**Problem statement:**
If a line of the records holds the word "image", copy it out.

**Data extract:**

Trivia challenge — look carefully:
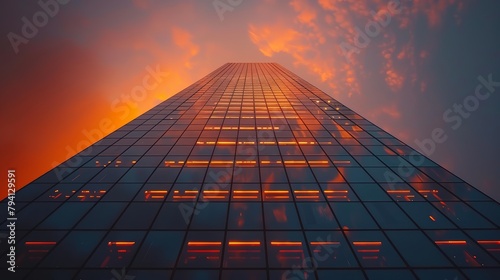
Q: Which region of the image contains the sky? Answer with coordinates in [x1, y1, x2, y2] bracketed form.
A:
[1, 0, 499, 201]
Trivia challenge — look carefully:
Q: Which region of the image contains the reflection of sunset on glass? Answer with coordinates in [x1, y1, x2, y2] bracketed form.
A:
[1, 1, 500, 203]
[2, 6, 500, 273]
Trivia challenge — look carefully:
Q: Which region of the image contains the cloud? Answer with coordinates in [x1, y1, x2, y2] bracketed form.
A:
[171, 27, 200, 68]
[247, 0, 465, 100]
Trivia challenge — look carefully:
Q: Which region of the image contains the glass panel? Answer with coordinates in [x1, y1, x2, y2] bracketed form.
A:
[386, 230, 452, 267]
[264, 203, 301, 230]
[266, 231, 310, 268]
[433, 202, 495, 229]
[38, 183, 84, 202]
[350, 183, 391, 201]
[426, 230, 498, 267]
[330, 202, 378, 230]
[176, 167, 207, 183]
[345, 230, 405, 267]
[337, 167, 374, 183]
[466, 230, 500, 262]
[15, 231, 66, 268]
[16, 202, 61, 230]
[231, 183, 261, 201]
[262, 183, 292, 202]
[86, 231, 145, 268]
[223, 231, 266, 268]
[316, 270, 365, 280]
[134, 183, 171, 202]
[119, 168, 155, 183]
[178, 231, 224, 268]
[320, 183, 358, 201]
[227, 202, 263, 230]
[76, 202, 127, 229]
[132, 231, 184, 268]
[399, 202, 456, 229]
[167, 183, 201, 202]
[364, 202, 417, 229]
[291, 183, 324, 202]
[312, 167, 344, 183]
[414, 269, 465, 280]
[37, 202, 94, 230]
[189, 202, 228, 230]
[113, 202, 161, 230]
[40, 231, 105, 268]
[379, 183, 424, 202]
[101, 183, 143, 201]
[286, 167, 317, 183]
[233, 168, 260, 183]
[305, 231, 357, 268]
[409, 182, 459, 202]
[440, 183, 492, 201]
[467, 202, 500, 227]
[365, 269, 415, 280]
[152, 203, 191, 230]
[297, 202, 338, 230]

==

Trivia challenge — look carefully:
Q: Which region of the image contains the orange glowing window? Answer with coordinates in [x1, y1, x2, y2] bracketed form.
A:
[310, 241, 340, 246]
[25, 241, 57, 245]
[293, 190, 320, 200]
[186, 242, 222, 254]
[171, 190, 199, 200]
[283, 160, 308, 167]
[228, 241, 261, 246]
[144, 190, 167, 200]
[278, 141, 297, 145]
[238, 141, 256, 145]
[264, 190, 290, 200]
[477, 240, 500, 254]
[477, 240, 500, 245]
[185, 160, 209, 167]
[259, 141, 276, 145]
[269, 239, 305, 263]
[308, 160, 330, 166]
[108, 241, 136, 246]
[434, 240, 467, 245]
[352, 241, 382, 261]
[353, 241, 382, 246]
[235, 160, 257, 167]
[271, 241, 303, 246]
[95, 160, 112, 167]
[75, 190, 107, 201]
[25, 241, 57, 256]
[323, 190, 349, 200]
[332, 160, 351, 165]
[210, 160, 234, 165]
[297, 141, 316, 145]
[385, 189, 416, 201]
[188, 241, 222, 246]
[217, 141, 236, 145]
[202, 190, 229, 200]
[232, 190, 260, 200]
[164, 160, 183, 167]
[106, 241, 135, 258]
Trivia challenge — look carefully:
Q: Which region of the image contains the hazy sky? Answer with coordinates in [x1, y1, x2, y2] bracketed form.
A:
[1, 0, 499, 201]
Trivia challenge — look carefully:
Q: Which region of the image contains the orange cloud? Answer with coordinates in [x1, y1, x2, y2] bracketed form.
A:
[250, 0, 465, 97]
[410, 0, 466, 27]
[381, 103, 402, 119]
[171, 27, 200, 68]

--

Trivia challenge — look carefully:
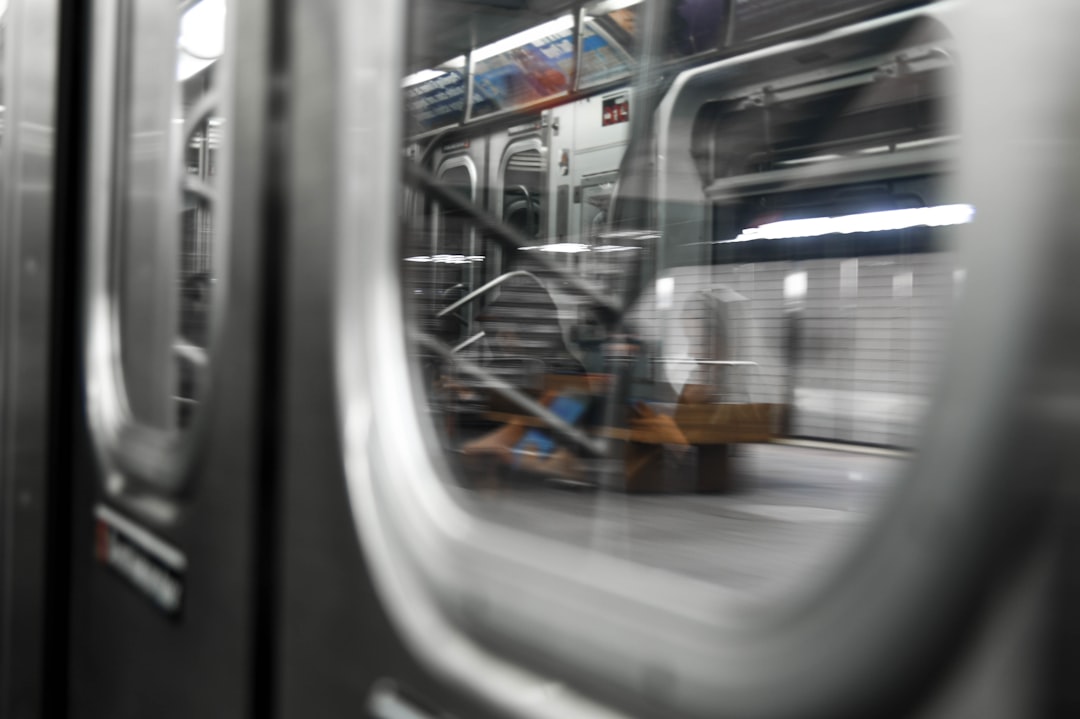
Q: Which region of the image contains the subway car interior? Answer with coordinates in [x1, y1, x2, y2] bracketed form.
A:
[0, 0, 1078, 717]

**Response to this task:**
Q: Which region of the image contains the sky? Answer with coordinates in [x1, y1, x2, y2] bracketed form.
Q: Which region of the image contains the reflection of sunset on glass? Answer with coordinates in [x1, y1, x2, y2] bracketed form.
Q: Which region of the image contains the cloud? Answer with coordinates in [x1, y1, x2, y2] bracketed form.
Q: Which region of the image contains the glass panel? Answer with coordinates in [x1, y1, x2, y2] bracketed form.
Q: Which region of the image contains the orange glowing window? Answer with coordinates in [x1, y1, x2, y2] bracketed form.
Q: Which region of the image contains the hazy sky? Answer with coordinates in [x1, y1, x2, y2] bracketed form.
Q: Which region of the image contains the orange cloud? Answer with coordinates in [x1, y1, x2, y2] bracketed form.
Q: Which region of the image contains the subway car interior? Answer with coordinates in [x1, y1, x2, y2] bracketed form.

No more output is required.